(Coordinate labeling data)

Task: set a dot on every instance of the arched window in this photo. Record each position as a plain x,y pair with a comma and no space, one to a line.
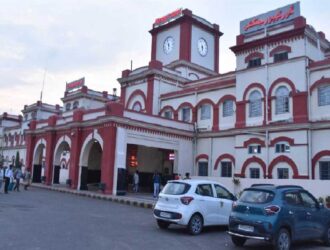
68,106
324,95
205,112
75,105
255,104
228,108
282,100
137,107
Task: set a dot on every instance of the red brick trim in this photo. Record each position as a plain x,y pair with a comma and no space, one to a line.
254,55
252,86
222,157
135,93
290,162
248,162
318,83
316,158
254,141
202,156
280,48
282,138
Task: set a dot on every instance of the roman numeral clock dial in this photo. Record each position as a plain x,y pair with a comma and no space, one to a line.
202,47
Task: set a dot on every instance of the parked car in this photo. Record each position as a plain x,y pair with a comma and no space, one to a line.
194,204
279,215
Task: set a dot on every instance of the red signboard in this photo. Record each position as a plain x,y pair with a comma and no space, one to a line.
270,18
75,84
168,17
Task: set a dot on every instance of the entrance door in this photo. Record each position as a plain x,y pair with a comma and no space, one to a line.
83,178
57,174
36,174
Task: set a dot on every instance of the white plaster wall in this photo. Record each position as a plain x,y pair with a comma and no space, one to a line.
206,61
174,54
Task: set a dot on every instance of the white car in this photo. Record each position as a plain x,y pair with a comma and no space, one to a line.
194,204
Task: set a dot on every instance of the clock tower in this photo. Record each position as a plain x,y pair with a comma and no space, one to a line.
182,36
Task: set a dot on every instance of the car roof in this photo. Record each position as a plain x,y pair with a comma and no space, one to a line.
271,187
196,181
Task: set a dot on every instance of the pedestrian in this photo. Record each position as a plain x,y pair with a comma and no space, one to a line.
136,180
156,181
17,176
2,173
187,176
8,177
27,178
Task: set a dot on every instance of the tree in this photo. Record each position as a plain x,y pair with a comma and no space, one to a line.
17,160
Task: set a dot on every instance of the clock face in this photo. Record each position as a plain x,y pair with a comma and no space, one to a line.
168,44
202,47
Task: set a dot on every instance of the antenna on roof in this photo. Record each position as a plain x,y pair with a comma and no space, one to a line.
43,84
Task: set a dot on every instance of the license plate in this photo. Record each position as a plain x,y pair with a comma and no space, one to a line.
246,228
165,215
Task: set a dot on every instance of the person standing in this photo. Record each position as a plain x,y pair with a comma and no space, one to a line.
1,176
27,178
8,177
136,180
17,175
156,181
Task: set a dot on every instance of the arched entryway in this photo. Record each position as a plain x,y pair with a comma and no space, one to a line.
90,165
61,161
39,161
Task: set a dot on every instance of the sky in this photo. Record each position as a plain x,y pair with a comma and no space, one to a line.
51,42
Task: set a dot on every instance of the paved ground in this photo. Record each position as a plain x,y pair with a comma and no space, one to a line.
41,219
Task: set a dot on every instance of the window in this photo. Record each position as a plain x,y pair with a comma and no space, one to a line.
283,173
282,100
168,114
186,114
205,112
308,200
255,104
325,170
281,56
282,148
204,190
254,173
68,106
324,95
228,108
202,168
75,105
292,198
226,169
137,107
255,62
254,149
222,192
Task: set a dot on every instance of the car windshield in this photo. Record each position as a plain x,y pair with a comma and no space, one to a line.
176,188
257,196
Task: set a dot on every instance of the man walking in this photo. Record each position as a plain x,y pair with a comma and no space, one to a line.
136,180
8,177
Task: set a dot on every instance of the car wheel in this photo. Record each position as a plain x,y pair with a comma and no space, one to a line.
195,225
163,224
327,236
238,241
282,240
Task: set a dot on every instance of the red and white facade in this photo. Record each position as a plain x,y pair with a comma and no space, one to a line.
268,119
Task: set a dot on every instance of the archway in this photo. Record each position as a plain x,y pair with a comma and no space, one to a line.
61,162
38,162
90,165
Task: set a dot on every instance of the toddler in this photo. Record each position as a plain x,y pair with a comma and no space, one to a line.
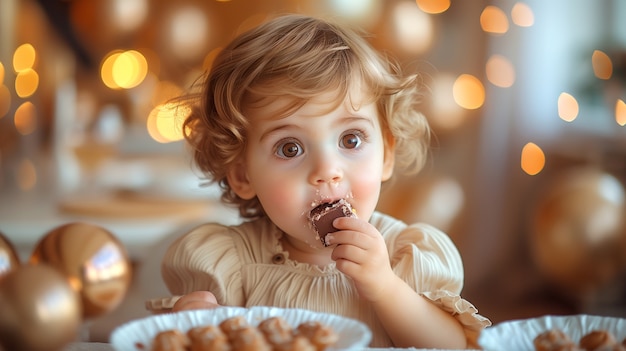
296,113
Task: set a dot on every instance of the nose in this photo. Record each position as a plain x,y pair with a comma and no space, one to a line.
325,169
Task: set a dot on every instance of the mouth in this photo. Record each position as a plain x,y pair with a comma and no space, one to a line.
323,215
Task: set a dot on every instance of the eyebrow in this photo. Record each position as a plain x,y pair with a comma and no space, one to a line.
342,120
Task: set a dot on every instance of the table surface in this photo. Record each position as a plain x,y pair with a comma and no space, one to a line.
90,346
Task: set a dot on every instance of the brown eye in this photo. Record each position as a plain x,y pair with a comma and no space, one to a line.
289,149
350,141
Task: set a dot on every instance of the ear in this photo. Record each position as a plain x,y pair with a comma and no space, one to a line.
238,181
389,156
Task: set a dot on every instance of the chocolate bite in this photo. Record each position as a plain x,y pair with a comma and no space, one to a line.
322,217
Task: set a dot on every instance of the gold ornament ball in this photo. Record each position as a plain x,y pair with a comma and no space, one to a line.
579,231
8,256
39,309
95,263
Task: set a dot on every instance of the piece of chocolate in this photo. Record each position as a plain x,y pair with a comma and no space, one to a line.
322,217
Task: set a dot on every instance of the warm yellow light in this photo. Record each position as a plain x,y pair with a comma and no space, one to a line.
533,159
620,112
493,20
165,122
522,15
500,71
568,107
26,83
129,69
25,118
26,175
5,100
24,57
433,6
106,69
602,65
468,92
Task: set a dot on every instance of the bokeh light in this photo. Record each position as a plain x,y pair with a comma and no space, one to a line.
500,71
493,20
522,15
5,100
620,112
24,57
602,65
533,159
26,118
123,69
567,107
129,69
165,122
433,6
468,92
412,28
26,83
106,69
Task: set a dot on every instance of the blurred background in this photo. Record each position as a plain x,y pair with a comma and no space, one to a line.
526,100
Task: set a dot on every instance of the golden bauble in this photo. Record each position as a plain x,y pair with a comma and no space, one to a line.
579,231
39,310
8,256
94,261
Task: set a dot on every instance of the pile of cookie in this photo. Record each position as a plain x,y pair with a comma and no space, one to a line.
596,340
236,334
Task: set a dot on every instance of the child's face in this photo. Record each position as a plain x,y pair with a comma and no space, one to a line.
313,156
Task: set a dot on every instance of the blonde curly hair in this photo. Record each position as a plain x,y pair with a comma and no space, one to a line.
299,57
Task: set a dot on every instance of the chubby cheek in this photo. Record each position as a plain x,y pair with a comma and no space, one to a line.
365,186
280,198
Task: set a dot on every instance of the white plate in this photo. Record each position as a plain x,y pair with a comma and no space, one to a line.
137,335
518,335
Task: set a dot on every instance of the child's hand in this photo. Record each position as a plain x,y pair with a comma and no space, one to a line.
361,254
195,301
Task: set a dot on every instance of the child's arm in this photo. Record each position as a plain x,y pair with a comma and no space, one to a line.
409,319
196,300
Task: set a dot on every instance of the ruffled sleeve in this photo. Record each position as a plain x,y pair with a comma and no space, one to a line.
428,260
189,262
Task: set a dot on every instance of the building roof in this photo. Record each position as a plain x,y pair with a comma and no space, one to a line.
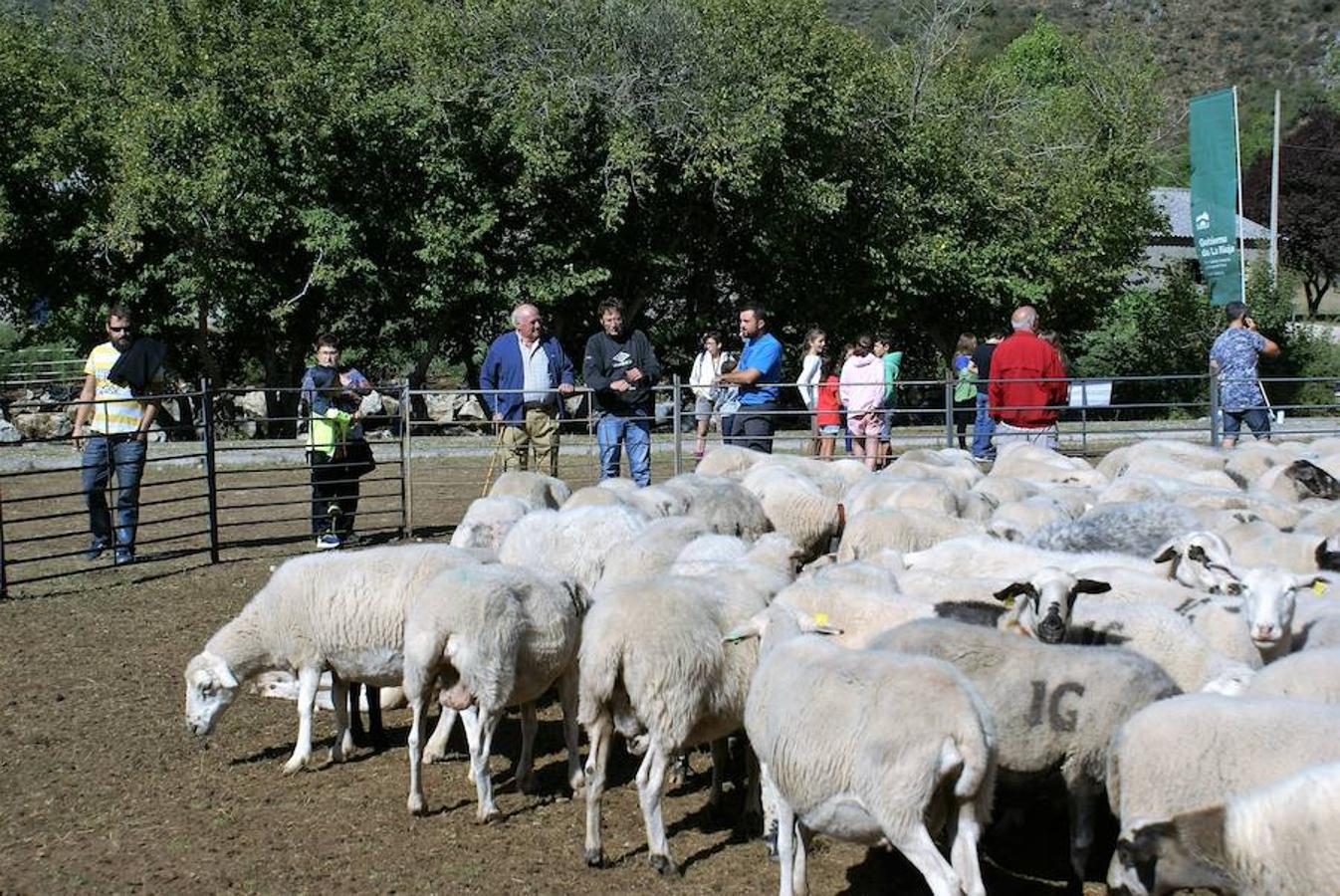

Description of the task: List every line of the items above that contains the string "child", copying each line in full. Treat case as significant.

In response:
Task: set a dot on every instance of the child's face in this photo. Record each position as a plain x,y pair with a comma and no space, one to a line.
Task: set a dot on every instance of the child's hand in this photo. Record each position as a plain x,y pair with a comma and no space, one to a line.
Task: set a dot on every instance of the child's arm in this photo. Record each position as a plain x,y pair with a comma and no space, one to a line.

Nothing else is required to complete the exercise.